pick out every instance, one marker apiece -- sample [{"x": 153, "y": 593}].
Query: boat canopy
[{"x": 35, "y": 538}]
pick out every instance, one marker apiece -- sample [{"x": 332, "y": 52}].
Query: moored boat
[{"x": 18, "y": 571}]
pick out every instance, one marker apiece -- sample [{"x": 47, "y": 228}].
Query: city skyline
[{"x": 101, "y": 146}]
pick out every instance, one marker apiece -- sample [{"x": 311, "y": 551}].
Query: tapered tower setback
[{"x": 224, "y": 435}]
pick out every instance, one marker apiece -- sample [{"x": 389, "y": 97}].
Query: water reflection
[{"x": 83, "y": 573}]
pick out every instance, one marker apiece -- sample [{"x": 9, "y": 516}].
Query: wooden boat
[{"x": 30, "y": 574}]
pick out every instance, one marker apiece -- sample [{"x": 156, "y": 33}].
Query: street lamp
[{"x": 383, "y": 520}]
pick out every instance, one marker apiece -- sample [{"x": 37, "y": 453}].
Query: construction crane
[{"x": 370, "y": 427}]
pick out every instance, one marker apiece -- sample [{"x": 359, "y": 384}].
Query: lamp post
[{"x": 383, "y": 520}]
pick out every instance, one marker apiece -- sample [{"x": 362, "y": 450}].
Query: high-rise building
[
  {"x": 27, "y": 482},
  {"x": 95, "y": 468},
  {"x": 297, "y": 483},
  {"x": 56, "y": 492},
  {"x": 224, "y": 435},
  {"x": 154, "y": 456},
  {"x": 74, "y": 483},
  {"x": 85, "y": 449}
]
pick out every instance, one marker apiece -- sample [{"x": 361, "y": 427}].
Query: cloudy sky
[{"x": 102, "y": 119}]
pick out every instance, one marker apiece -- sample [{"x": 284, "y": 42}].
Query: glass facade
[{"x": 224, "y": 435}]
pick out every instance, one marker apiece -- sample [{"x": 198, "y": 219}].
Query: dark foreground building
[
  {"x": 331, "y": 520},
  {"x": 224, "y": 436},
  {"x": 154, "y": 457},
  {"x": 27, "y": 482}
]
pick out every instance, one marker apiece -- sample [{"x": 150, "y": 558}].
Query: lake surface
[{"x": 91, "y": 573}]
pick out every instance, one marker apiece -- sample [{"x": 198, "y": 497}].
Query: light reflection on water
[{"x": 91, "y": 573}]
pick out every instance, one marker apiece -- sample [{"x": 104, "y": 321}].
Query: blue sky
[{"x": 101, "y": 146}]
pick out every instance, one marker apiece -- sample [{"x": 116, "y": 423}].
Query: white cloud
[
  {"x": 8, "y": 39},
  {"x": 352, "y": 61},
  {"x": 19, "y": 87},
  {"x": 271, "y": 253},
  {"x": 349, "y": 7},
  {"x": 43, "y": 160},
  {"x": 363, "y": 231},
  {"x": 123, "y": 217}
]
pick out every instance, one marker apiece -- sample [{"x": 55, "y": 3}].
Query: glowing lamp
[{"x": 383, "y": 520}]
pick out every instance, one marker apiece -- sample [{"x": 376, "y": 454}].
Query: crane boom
──────────────────────────────
» Given instruction
Write out all records exactly, keeping every detail.

» Task solution
pick out every instance, one marker apiece -- sample [{"x": 153, "y": 593}].
Query: boat canopy
[{"x": 35, "y": 538}]
pick out every instance, one marker apiece -- sample [{"x": 332, "y": 52}].
Query: moored boat
[{"x": 18, "y": 571}]
pick out every instance, one marker apiece -- sample [{"x": 47, "y": 228}].
Query: city skyline
[{"x": 101, "y": 146}]
pick out every instance, one marker apiece -- sample [{"x": 311, "y": 551}].
Query: tapered tower setback
[{"x": 224, "y": 435}]
pick out every instance, one marker apiece -- sample [{"x": 389, "y": 97}].
Query: water reflection
[{"x": 83, "y": 573}]
pick out every instance, one marker apiece -- sample [{"x": 9, "y": 516}].
Query: wooden boat
[{"x": 30, "y": 574}]
pick out every instance, one marker apiece -- sample [{"x": 156, "y": 33}].
Query: street lamp
[{"x": 383, "y": 520}]
pick out every instance, one marker apiece -- sample [{"x": 37, "y": 453}].
Query: construction crane
[{"x": 370, "y": 427}]
pick out every instance, one marker apiece -- sample [{"x": 359, "y": 384}].
Query: lamp post
[{"x": 383, "y": 520}]
pick out every instance, one marker apiece -- sample [{"x": 362, "y": 450}].
Query: high-rise building
[
  {"x": 27, "y": 482},
  {"x": 95, "y": 468},
  {"x": 297, "y": 483},
  {"x": 56, "y": 492},
  {"x": 224, "y": 435},
  {"x": 154, "y": 456},
  {"x": 74, "y": 483},
  {"x": 85, "y": 449}
]
pick out every instance, one marker apiece -- sample [{"x": 361, "y": 427}].
Query: cloudy sky
[{"x": 102, "y": 119}]
pick out every instance, one marker apiece -- sample [{"x": 284, "y": 42}].
Query: glass facade
[{"x": 224, "y": 435}]
pick out every instance, one marker apiece -- sample [{"x": 198, "y": 219}].
Query: dark foreground building
[
  {"x": 331, "y": 520},
  {"x": 224, "y": 436},
  {"x": 154, "y": 457},
  {"x": 27, "y": 482}
]
pick out every instance, one marker apiece -- sample [{"x": 150, "y": 558}].
Query: lake surface
[{"x": 91, "y": 573}]
pick out every instance, one marker apiece -- sample [{"x": 198, "y": 497}].
Query: light reflection on water
[{"x": 91, "y": 573}]
pick out every instance, one marker apiece -- sample [{"x": 104, "y": 321}].
Query: blue sky
[{"x": 101, "y": 146}]
pick out every instance, one marker apiece -- sample [{"x": 116, "y": 423}].
Query: white cloud
[
  {"x": 8, "y": 39},
  {"x": 352, "y": 61},
  {"x": 19, "y": 87},
  {"x": 271, "y": 253},
  {"x": 349, "y": 7},
  {"x": 43, "y": 160},
  {"x": 363, "y": 231},
  {"x": 123, "y": 217}
]
pick out every instance, one marker apiece -- sample [{"x": 55, "y": 3}].
Query: glowing lamp
[{"x": 383, "y": 520}]
pick out every instance, one marker apiece -- sample [{"x": 376, "y": 454}].
Query: crane boom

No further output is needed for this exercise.